-- GIVEN PROBLEM --
Copy the following items word for word, leaving out the pictures.

-- DATA TO USE --
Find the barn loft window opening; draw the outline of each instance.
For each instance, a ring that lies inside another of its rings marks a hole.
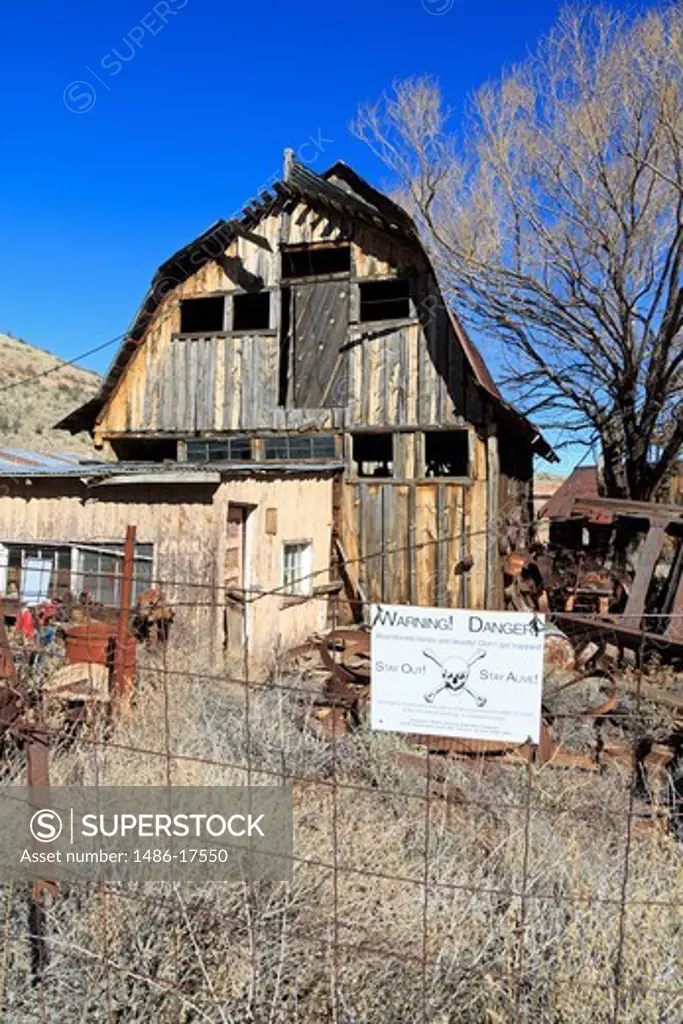
[[[232,299],[233,331],[267,331],[270,326],[270,292],[246,292]]]
[[[87,594],[98,604],[121,602],[123,544],[0,544],[0,594],[27,604]],[[133,597],[148,590],[154,545],[135,545]]]
[[[360,285],[360,323],[408,319],[411,291],[408,281],[366,281]]]
[[[225,326],[225,297],[183,299],[180,303],[180,334],[204,334],[206,331],[223,331]]]
[[[348,273],[351,269],[349,246],[306,246],[283,251],[282,276],[326,278],[332,273]]]
[[[175,462],[178,456],[173,437],[113,437],[110,444],[120,462]]]
[[[266,459],[334,459],[337,454],[334,434],[266,437],[263,449]]]
[[[353,434],[351,458],[356,476],[393,476],[393,434]]]
[[[425,476],[469,476],[467,430],[425,431]]]
[[[252,456],[250,437],[219,437],[214,440],[188,440],[187,462],[247,462]]]
[[[313,545],[310,541],[288,541],[283,545],[283,593],[307,597],[312,593]]]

-- TASK RESULT --
Find the barn loft window opening; draw the outline of each instance.
For each instance, a ring that lies inside another of its rings marks a hole.
[[[232,299],[233,331],[267,331],[270,326],[270,292],[246,292]]]
[[[87,594],[98,604],[121,602],[123,544],[0,544],[0,594],[27,604]],[[133,597],[148,590],[154,545],[135,545]]]
[[[360,285],[360,323],[408,319],[411,291],[408,281],[366,281]]]
[[[225,326],[225,297],[183,299],[180,303],[180,334],[204,334],[206,331],[223,331]]]
[[[348,273],[351,269],[349,246],[306,246],[283,251],[282,276],[326,278],[332,273]]]
[[[175,462],[178,456],[173,437],[113,437],[110,444],[120,462]]]
[[[266,459],[334,459],[337,454],[334,434],[266,437],[263,449]]]
[[[353,434],[351,458],[356,476],[393,476],[393,434]]]
[[[425,476],[469,476],[467,430],[425,431]]]
[[[252,456],[250,437],[219,437],[214,440],[188,440],[187,462],[247,462]]]
[[[313,545],[310,541],[288,541],[283,545],[283,593],[307,597],[312,593]]]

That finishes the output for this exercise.